Render as a Markdown table the part of the records below that opens with the line containing "Please tag the white industrial" and runs through the end of the records, omitting blank lines. Use the columns "Row" for the row number and "Text" for the line.

▶ _RECORDED DATA_:
▽

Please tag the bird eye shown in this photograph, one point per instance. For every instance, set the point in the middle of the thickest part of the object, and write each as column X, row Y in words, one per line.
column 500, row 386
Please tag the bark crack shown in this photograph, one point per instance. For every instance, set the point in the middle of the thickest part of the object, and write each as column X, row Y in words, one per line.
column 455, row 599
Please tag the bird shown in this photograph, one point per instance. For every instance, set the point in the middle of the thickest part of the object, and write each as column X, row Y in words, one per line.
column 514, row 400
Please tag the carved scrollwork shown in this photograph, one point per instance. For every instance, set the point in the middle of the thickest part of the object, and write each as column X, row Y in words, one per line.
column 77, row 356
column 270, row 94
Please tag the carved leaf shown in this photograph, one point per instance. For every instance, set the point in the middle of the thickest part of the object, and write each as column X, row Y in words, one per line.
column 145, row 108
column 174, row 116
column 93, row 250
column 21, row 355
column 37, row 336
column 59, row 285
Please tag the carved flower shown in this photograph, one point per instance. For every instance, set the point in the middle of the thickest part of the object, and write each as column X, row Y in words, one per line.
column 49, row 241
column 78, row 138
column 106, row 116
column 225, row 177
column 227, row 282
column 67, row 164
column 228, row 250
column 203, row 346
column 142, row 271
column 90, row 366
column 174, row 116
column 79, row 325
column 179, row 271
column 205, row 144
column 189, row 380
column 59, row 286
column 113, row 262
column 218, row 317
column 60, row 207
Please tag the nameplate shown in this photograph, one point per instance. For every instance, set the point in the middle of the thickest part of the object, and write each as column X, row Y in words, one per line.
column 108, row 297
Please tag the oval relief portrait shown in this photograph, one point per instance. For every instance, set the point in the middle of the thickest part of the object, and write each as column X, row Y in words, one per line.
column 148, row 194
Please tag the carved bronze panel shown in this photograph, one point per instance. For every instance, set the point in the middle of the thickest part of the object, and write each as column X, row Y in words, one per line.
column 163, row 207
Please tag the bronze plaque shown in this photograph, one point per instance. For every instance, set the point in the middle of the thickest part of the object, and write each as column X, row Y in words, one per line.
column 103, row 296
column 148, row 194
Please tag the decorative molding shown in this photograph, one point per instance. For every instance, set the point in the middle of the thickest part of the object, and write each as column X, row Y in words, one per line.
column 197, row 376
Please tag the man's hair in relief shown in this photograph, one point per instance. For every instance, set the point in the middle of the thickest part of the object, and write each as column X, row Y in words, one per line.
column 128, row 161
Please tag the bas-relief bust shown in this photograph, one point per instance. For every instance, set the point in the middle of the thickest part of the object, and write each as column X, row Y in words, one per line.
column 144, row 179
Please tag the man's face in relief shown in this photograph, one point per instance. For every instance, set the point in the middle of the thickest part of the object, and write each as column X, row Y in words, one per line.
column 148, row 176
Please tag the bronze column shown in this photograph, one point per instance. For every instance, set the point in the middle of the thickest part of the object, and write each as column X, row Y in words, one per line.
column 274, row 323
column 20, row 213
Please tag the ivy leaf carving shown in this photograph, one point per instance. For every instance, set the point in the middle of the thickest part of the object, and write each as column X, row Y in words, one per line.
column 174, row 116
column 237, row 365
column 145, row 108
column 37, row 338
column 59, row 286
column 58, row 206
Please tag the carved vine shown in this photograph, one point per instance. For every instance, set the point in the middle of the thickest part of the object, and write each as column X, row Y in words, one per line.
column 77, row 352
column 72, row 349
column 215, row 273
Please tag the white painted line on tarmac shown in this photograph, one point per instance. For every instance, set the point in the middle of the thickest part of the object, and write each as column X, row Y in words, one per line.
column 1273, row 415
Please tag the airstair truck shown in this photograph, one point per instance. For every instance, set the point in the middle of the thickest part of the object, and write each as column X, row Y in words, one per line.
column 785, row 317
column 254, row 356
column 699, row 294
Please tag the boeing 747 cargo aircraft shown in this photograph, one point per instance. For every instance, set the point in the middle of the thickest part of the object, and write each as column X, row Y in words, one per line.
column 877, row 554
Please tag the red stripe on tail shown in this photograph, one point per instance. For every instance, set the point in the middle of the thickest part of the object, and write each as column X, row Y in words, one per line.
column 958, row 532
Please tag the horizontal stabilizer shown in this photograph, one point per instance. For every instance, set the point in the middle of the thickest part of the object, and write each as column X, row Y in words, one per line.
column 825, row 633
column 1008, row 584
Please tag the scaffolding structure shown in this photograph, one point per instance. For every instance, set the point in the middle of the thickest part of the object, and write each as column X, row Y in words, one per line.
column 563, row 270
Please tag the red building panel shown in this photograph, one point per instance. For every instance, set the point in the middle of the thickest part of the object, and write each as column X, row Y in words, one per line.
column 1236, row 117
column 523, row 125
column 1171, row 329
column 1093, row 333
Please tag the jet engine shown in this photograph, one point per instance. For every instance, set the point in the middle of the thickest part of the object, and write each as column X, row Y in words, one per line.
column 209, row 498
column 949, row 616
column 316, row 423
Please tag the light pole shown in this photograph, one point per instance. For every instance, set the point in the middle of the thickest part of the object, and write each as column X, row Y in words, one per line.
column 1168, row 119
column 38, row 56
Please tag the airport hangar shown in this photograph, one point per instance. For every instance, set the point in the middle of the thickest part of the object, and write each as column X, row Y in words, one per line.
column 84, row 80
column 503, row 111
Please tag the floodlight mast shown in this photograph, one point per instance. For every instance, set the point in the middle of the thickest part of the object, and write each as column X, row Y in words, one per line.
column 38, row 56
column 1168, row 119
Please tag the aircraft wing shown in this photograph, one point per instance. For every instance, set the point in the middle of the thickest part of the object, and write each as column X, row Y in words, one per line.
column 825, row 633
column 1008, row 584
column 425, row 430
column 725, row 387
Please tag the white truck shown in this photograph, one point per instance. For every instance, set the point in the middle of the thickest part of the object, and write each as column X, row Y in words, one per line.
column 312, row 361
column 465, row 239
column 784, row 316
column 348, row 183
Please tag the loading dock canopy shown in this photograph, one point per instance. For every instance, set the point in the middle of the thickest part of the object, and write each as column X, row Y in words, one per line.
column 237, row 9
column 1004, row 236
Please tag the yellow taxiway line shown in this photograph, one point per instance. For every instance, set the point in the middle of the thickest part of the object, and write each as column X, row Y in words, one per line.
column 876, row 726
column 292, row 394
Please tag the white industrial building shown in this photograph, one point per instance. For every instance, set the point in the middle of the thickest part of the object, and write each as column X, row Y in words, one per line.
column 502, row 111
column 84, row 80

△

▶ _CORRECT OUTPUT_:
| Row | Text |
|---|---|
| 1 | Please tag the white industrial building shown in this photograph, one point per instance. For every instance, set the point in the middle of the thickest part of the object, and write each as column X, row Y in words, one per line. |
| 2 | column 502, row 111 |
| 3 | column 84, row 80 |